_数据条目_
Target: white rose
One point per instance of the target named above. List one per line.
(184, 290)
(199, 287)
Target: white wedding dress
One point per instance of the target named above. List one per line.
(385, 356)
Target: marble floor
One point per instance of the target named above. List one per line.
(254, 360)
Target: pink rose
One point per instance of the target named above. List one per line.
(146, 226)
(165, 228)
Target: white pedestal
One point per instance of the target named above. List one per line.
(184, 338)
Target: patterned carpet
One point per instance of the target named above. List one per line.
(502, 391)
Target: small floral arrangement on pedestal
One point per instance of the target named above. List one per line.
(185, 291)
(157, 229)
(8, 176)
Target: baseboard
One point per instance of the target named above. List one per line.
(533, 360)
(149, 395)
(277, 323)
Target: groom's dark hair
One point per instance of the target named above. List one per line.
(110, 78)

_文字题_
能把上面所有记录一字不差地重抄一遍吗？

_解答_
Target: white rose
One point per instance of the target named above. List one per line.
(184, 290)
(199, 287)
Target: white wedding dress
One point per instance of the target named above. List one per line.
(385, 356)
Target: marble floor
One point per instance of the target named above. List one per line.
(254, 360)
Target: pink rose
One point per instance of the target named above. List one per line.
(146, 226)
(165, 228)
Target: white pedestal
One point per instance of the target named above. List one per line.
(184, 338)
Target: patterned carpet
One point per instance of the target named above. List one per line.
(502, 391)
Target: small floral arrangement on pedestal
One point per instance of the target named above. List one per line.
(185, 291)
(157, 229)
(8, 176)
Target: baseboard
One point per instance of the target named above. List one per line.
(533, 360)
(149, 395)
(277, 323)
Target: groom's dark hair
One point per instance of the target named above. List one per line.
(110, 78)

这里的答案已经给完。